Task description
Copy out every row below without changing a character, but leave out the pictures.

Given records

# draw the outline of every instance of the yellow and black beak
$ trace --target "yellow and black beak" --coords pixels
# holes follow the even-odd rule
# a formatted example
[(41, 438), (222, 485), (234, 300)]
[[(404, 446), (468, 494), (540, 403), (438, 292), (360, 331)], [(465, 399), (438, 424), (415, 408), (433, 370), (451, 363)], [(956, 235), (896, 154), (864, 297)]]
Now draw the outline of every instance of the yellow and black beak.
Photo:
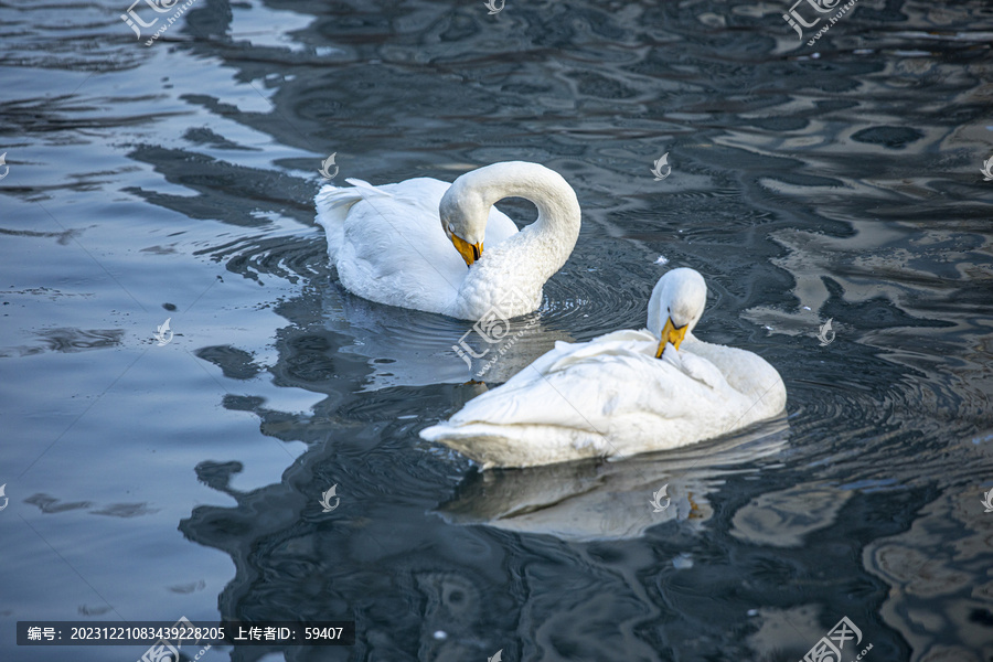
[(471, 267), (472, 263), (478, 260), (482, 255), (482, 242), (479, 244), (470, 244), (459, 235), (451, 233), (451, 243), (466, 260), (466, 266)]
[(665, 345), (670, 342), (672, 343), (672, 346), (680, 349), (680, 343), (686, 338), (687, 329), (690, 329), (690, 324), (676, 327), (672, 323), (672, 318), (668, 318), (665, 320), (665, 327), (662, 328), (662, 341), (659, 343), (659, 351), (655, 352), (655, 359), (662, 357), (662, 352), (665, 351)]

Expected answer
# draw the outline of every instance of the yellow and black beak
$ trace --target "yellow and black beak" --coords pixels
# holes follow the even-odd rule
# a formatted example
[(41, 438), (222, 485), (234, 300)]
[[(404, 446), (468, 494), (540, 403), (438, 292), (360, 331)], [(465, 399), (438, 424), (415, 408), (433, 370), (451, 363)], [(956, 235), (896, 154), (864, 297)]]
Now draw the outline of every instance of the yellow and black beak.
Photo:
[(471, 267), (472, 263), (478, 260), (482, 255), (482, 242), (479, 244), (470, 244), (459, 235), (451, 233), (451, 243), (466, 260), (466, 266)]
[(665, 345), (670, 342), (672, 343), (672, 346), (680, 349), (680, 343), (686, 338), (687, 329), (690, 329), (690, 324), (676, 327), (672, 323), (672, 318), (668, 318), (665, 320), (665, 327), (662, 328), (662, 341), (659, 343), (659, 351), (655, 352), (655, 359), (662, 357), (662, 352), (665, 351)]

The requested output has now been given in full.